> **EXERCISE INPUT**
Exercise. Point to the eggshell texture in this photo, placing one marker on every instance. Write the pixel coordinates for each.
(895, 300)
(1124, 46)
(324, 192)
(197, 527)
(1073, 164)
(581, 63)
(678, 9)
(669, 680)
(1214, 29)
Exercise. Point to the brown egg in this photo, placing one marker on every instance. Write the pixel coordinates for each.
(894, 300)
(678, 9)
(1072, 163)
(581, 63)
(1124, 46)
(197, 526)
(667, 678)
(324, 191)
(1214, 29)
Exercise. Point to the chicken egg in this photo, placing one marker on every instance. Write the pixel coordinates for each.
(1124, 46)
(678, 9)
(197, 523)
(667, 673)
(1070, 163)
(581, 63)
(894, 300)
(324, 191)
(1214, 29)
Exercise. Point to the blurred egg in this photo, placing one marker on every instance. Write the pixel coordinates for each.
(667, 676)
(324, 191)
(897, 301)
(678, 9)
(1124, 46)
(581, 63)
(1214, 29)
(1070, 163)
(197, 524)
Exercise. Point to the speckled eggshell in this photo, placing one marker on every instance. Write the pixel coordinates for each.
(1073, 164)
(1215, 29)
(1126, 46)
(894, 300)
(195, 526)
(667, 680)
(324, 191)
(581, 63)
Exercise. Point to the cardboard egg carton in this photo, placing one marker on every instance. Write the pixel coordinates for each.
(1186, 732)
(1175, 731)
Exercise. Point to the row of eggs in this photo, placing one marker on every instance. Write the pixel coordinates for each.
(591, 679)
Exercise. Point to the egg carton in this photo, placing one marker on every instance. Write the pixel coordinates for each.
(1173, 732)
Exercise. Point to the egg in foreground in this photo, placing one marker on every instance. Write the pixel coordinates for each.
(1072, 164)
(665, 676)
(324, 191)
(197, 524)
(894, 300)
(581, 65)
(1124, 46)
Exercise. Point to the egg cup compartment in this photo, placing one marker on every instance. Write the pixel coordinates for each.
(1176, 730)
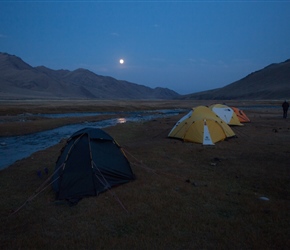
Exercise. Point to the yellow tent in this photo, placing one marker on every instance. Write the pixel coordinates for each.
(226, 113)
(201, 125)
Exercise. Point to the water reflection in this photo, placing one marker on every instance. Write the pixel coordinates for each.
(19, 147)
(122, 120)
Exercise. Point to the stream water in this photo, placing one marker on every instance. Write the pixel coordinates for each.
(18, 147)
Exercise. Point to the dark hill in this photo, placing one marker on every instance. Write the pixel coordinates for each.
(20, 80)
(271, 82)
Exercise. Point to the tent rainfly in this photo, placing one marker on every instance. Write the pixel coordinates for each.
(201, 125)
(90, 163)
(241, 115)
(226, 113)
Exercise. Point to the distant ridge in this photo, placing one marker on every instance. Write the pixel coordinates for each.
(271, 82)
(20, 80)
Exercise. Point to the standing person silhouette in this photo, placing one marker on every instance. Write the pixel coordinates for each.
(285, 106)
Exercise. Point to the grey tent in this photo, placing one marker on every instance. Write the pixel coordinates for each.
(90, 163)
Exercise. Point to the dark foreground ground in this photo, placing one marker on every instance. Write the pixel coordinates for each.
(234, 195)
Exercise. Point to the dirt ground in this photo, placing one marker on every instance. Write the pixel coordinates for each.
(242, 183)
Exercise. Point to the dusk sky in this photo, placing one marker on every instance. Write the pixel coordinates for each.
(186, 46)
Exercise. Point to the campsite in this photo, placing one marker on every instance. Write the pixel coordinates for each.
(185, 195)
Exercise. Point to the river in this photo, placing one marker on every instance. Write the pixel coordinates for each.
(15, 148)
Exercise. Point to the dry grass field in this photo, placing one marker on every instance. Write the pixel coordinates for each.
(234, 195)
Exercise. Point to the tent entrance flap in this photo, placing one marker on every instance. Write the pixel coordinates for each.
(206, 135)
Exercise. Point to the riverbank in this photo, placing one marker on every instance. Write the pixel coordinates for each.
(185, 196)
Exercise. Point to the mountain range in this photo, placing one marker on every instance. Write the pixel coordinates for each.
(271, 82)
(19, 80)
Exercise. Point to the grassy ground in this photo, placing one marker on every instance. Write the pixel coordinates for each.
(185, 196)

> **TASK BRIEF**
Write the listing out exactly, word for word, but omit the pictures.

> **ANSWER FOR THE TASK**
Exercise. Point to the eggshell texture in this photo, placing one marker on every instance. Write the pixel coordinates for each.
(895, 300)
(1124, 46)
(324, 192)
(197, 527)
(1073, 164)
(581, 63)
(678, 9)
(669, 680)
(1214, 29)
Exercise. Point to the brown egg in this photo, placing one marker on every instance. Write the pixel coordinates for each.
(894, 300)
(678, 9)
(1072, 163)
(581, 63)
(1124, 46)
(197, 526)
(667, 678)
(324, 191)
(1214, 29)
Exercise. Point to the chicken egg in this photo, placing one marker on every instance. Write the pixel coordinates for each.
(1124, 46)
(678, 9)
(197, 523)
(667, 673)
(1070, 163)
(581, 63)
(894, 300)
(324, 191)
(1214, 29)
Exercise. Point to the blurred egg in this photo, placing one marker on every instance. Write the pixel coordinates for each.
(667, 676)
(324, 191)
(897, 301)
(678, 9)
(1124, 46)
(581, 63)
(1214, 29)
(1070, 163)
(197, 524)
Exercise. Point to the speckled eggshell in this photo, placing one marker on every instance. Write the pixel coordinates for each.
(1073, 164)
(1215, 29)
(1126, 46)
(894, 300)
(195, 526)
(667, 680)
(324, 191)
(581, 63)
Exercise. Point to the cardboard egg carton in this photo, placing one marker on every instance. Write the pixel coordinates for each.
(1186, 732)
(1175, 731)
Exercise. Point to the row of eggs in this photo, placing one marker on every instance. Write the pixel coordinates for each.
(591, 679)
Exercise. Point to the egg carton in this photo, placing one marker on every instance. Write the pixel coordinates for each.
(1173, 732)
Exercise. Point to the egg in foreground in this photo, placing one marker on every instance. Write the pixel coordinates for each.
(1072, 164)
(665, 676)
(324, 191)
(197, 524)
(894, 300)
(581, 65)
(1124, 46)
Exercise. Point to the egg cup compartment in this photo, placing one marker on every instance. Write the pixel coordinates for each.
(1176, 730)
Exercise. Point to the yellow tent in this photo, placing one marker on every instance. Write the pixel coordinates for each.
(226, 113)
(201, 125)
Exercise. Point to the water reflection in this photo, placing one marker on every instance. Write the pixel coordinates for each.
(19, 147)
(122, 120)
Exercise. Point to the stream water in this photo, placing one marker on every instance. Write the pixel coordinates for each.
(18, 147)
Exercise. Point to the dark hill in this photo, placing one marker on every instance. Write the pixel coordinates for each.
(20, 80)
(271, 82)
Exercise. Point to the tent rainfly in this photo, placing one marker on every instance. Write the pixel coordinates for each.
(201, 125)
(90, 163)
(241, 115)
(226, 113)
Exercise. Point to the distant ridge in this photo, placing one marker on every instance. Write the pixel coordinates for each.
(271, 82)
(20, 80)
Exercise. Point to the standing person silhouette in this photo, placing one marker on every instance. Write the pixel coordinates for each.
(285, 106)
Exercise. Point to the grey tent in this photo, placing one marker on every instance. Write the pixel coordinates for each.
(90, 163)
Exercise. Point to the dark foreground ground in this photo, placing one marker on every instance. Write the pixel coordinates for each.
(234, 195)
Exercise. Point to the dirt ground in this photo, placing one marker on every instance. Write the pixel coordinates for each.
(242, 183)
Exercise. Point to the dusk sky in this photo, placing one marker on every instance. Write the pixel coordinates for each.
(186, 46)
Exercise. Point to the campsite in this photo, placing one marker on every instance. Write the pixel coordinates for each.
(185, 195)
Exercise. Point to the river in this photo, placing one marker on every instance. Write the pixel coordinates for each.
(15, 148)
Exercise. Point to the dry grass field in this photo, placing one marker on every instance. Write the pixel coordinates for each.
(234, 195)
Exercise. Point to the tent entrance flap in this photo, placing one marker on every instance. Write the pixel coordinates for each.
(206, 135)
Exercise. Point to the riverbank in this photo, placing one marker on every instance. Write the pixel coordinates for each.
(185, 196)
Exercise. Point to the mountain range in this photo, placing one marker on every instance. Write the pixel coordinates for each.
(271, 82)
(19, 80)
Exercise. Point to the grassy ground in this photo, placing one marker on every instance. Write the pixel coordinates for each.
(185, 196)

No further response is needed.